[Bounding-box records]
= = = =
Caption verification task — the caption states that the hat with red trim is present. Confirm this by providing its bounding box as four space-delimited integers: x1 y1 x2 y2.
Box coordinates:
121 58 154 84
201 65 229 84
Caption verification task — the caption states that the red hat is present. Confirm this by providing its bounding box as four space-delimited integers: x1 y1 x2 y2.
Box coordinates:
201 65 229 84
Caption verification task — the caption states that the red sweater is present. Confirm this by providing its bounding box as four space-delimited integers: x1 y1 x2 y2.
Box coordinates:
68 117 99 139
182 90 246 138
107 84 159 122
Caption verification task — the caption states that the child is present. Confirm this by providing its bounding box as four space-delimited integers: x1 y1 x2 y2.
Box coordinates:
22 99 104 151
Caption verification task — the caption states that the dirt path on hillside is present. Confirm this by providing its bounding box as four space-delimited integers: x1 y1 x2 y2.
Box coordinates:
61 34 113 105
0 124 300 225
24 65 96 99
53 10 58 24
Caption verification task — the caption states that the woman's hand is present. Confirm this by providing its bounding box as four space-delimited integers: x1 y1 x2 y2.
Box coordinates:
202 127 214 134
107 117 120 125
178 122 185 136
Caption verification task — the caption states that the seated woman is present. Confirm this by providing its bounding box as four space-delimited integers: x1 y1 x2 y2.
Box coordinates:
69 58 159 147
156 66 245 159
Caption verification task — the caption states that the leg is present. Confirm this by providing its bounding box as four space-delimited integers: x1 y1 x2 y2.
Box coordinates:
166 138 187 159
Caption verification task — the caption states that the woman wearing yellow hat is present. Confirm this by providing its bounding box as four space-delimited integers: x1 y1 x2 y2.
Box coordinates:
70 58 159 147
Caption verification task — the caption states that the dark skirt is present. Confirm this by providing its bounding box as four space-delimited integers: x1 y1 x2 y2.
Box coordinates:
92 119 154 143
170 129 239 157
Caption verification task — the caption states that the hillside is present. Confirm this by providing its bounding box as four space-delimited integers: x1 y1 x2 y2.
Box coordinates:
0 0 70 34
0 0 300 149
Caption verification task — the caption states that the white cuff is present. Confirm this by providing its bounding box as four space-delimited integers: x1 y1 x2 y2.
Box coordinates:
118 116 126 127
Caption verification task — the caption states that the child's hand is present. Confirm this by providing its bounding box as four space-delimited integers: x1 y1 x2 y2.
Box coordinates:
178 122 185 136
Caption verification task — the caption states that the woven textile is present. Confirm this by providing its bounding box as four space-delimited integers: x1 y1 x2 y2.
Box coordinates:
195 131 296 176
= = = =
Render the records above as a numbered list, covering only the lines that start with the line containing "Caption verification task — the caption states that the dark" and continue through the line containing "170 129 239 157", both ends included. Leave out blank lines.

1. Caption verification task — the caption states that the dark skirt is present. Confirm this by providing its bounding box as four space-delimited integers: x1 y1 x2 y2.
2. Box coordinates:
3. 92 119 154 143
4. 170 129 239 157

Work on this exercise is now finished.